Given problem »
Write out the lines of the material from the line with "Where can the gray hand" to the line with "<point>418,373</point>", both included, leaving the requests and their sample points unchanged. In the answer points only, multiply every x and y coordinate by 1.05 and round to whole numbers, with halves rounded up.

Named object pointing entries
————————

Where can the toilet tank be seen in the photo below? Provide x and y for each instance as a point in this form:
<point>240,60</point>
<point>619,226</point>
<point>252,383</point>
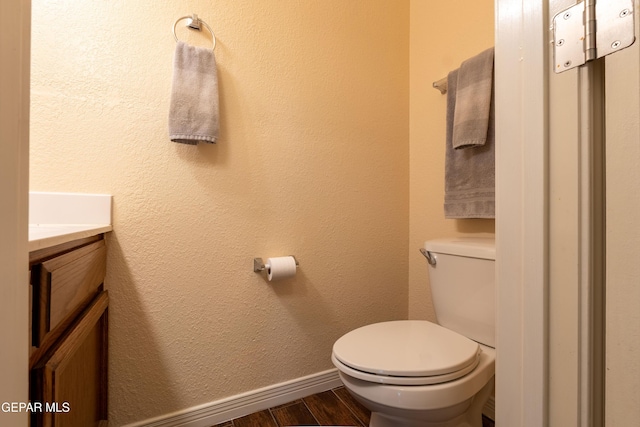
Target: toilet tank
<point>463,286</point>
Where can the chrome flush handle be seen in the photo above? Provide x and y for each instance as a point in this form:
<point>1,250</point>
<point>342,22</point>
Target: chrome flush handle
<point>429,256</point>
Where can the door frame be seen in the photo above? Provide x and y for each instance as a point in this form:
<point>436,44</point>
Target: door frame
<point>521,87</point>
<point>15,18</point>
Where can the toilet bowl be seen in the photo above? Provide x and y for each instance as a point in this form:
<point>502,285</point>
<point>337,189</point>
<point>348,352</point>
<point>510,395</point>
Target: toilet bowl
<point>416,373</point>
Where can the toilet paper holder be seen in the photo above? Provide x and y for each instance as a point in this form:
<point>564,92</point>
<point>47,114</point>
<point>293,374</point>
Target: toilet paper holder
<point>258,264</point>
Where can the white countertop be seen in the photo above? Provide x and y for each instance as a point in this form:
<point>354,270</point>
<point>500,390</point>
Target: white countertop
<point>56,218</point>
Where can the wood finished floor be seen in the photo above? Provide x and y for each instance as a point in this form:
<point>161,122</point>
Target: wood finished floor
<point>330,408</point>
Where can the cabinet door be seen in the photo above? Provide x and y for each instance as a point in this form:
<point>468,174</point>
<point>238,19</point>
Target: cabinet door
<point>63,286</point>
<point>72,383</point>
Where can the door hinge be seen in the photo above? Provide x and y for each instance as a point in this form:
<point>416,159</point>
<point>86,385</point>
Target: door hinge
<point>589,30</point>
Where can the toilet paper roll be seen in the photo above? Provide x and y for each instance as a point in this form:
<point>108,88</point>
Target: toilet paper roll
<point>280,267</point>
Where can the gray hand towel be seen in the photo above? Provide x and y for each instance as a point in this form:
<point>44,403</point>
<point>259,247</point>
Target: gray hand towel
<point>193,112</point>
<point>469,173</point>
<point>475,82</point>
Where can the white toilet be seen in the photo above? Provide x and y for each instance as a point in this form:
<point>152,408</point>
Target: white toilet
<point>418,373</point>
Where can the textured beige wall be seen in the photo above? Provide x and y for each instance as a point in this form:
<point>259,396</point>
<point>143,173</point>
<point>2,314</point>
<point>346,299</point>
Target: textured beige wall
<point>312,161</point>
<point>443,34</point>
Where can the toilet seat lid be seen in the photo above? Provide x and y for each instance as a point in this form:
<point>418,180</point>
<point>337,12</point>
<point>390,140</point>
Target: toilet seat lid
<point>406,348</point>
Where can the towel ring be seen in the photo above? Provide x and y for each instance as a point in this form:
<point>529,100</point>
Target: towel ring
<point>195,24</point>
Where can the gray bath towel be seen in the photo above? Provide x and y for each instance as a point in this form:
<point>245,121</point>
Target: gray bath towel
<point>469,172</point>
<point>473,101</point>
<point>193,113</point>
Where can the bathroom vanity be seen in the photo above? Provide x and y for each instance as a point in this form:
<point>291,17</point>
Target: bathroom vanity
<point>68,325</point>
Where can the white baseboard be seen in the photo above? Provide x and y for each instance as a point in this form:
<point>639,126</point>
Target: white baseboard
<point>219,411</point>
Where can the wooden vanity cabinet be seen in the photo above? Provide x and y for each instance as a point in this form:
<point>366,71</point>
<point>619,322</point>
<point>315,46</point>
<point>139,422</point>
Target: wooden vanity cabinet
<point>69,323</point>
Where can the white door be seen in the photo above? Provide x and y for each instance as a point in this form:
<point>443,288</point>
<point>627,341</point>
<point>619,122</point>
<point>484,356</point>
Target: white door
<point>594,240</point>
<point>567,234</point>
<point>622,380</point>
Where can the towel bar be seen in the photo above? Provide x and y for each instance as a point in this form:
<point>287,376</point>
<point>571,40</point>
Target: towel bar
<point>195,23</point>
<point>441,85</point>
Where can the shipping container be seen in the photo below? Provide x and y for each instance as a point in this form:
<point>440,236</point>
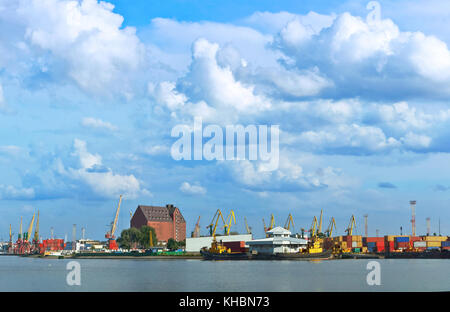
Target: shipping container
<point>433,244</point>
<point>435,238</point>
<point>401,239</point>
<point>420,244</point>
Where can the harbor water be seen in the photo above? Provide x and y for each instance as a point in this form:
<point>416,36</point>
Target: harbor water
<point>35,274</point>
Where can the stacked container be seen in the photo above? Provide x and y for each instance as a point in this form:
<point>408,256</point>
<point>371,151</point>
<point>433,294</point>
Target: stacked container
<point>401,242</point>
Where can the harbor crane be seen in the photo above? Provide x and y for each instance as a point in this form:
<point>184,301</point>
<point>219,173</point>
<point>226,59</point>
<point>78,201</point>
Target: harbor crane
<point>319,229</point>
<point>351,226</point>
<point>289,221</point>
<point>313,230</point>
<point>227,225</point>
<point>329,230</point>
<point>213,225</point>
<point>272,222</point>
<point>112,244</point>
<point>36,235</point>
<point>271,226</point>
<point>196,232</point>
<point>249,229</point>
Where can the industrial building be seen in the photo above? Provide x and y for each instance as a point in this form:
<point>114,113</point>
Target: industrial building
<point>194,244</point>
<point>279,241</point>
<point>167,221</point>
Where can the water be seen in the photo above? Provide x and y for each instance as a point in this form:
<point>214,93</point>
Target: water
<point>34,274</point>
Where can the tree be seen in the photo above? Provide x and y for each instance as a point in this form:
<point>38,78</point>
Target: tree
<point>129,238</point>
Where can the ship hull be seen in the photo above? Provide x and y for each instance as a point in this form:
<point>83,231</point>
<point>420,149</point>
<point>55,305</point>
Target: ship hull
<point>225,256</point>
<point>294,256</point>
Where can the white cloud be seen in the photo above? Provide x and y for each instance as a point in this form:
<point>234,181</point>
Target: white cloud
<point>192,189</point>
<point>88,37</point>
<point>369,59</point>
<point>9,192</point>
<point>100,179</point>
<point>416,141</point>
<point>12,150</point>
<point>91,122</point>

————————

Completed exercise »
Where can the gray hand towel be seen in the photo above? Provide x and y for each instance as a point in this form:
<point>44,403</point>
<point>259,247</point>
Target: gray hand towel
<point>203,118</point>
<point>492,182</point>
<point>499,86</point>
Where can the white toilet be seen in the photo above? Provide x and y for each instance as a point in this form:
<point>152,408</point>
Target: white toilet
<point>439,392</point>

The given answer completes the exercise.